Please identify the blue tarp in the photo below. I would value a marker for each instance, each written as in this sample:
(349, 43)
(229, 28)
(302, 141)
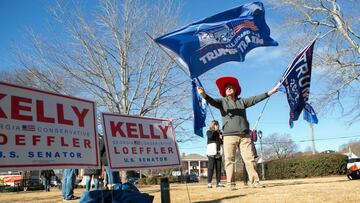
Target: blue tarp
(115, 196)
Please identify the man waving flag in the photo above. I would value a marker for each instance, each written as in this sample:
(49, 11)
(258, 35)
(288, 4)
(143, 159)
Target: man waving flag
(296, 81)
(226, 36)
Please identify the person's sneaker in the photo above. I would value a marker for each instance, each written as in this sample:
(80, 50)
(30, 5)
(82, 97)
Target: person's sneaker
(257, 185)
(72, 198)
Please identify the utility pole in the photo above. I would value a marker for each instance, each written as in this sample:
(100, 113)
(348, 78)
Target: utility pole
(312, 137)
(262, 156)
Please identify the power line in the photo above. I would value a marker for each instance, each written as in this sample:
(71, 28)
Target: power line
(320, 139)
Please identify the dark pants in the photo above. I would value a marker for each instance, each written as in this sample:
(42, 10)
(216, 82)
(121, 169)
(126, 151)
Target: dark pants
(214, 164)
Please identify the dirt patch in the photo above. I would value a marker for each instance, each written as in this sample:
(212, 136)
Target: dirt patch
(328, 189)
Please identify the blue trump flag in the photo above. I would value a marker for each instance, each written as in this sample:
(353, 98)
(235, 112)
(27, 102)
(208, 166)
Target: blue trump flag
(296, 81)
(199, 107)
(309, 114)
(226, 36)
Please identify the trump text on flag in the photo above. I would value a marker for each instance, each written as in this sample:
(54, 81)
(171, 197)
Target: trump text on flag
(42, 129)
(138, 142)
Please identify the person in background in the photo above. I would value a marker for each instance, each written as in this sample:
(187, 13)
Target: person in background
(92, 174)
(236, 126)
(214, 152)
(68, 184)
(46, 177)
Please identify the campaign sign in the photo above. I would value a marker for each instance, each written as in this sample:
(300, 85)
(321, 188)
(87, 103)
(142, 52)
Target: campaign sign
(138, 142)
(40, 129)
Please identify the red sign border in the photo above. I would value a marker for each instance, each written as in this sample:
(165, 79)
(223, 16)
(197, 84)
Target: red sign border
(144, 118)
(64, 96)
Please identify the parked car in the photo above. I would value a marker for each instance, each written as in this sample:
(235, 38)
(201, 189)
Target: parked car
(353, 167)
(133, 180)
(190, 178)
(55, 181)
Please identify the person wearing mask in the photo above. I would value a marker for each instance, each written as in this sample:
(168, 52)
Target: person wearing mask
(68, 184)
(235, 125)
(46, 177)
(89, 175)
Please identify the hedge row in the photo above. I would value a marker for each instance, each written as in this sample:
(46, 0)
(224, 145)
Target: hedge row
(305, 166)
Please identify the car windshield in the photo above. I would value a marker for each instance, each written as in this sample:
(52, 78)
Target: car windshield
(354, 160)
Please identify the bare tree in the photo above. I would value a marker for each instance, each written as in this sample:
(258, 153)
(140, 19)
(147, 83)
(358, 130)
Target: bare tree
(106, 57)
(278, 146)
(337, 51)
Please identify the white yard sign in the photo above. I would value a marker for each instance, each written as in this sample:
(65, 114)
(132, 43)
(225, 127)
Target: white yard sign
(138, 142)
(40, 129)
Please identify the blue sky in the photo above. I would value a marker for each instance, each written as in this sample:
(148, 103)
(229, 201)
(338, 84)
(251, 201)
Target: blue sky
(259, 73)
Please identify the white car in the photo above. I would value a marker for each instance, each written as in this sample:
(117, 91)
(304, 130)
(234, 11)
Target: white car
(353, 167)
(353, 161)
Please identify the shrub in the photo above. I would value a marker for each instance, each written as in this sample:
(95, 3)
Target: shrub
(306, 166)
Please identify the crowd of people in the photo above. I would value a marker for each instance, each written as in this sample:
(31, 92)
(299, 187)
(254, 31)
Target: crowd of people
(222, 143)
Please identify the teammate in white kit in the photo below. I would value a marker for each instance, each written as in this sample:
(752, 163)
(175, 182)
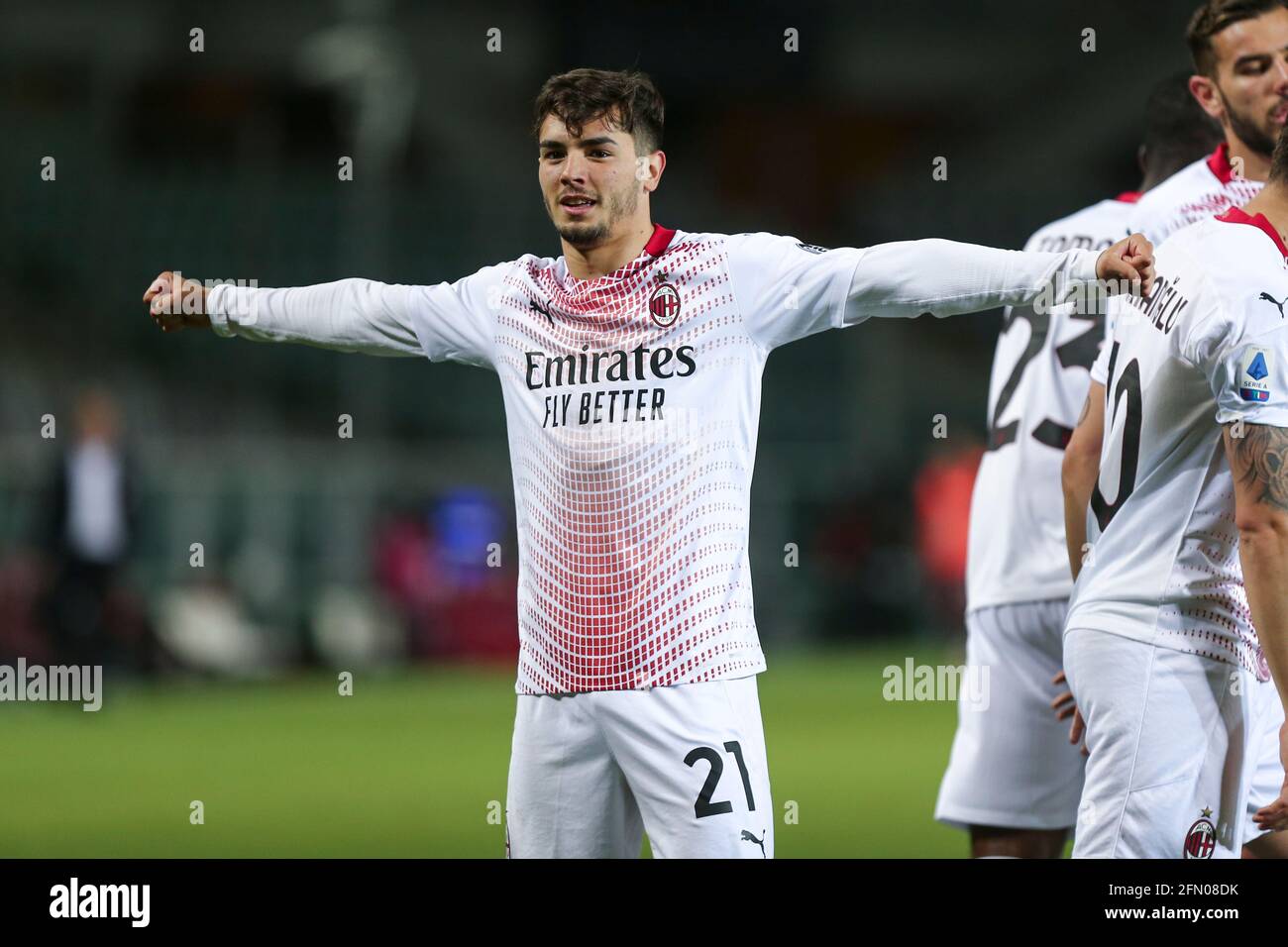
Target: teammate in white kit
(1177, 633)
(1240, 59)
(630, 368)
(1012, 779)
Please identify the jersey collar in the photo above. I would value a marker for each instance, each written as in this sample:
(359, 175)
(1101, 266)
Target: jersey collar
(660, 240)
(657, 244)
(1236, 215)
(1219, 162)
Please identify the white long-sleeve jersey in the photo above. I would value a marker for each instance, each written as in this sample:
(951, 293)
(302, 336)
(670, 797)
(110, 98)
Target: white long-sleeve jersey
(1017, 551)
(631, 403)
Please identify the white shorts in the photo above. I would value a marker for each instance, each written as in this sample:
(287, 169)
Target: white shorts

══════════════════════════════

Reproduce word for word the rows from the line containing "Please identify the white long-sleeve" through the last line of the rows, both ends included.

§ Written response
Please identify the white long-sleeve jersey in the photo above. I would value a marker for each instance, each written as in this sample:
(951, 293)
(302, 336)
(670, 797)
(110, 98)
Target: white long-sleeve jersey
(1017, 551)
(631, 403)
Please identify the white shorts in the photo above. I would value a marker for each instance, each written as in this sample:
(287, 169)
Target: white shorts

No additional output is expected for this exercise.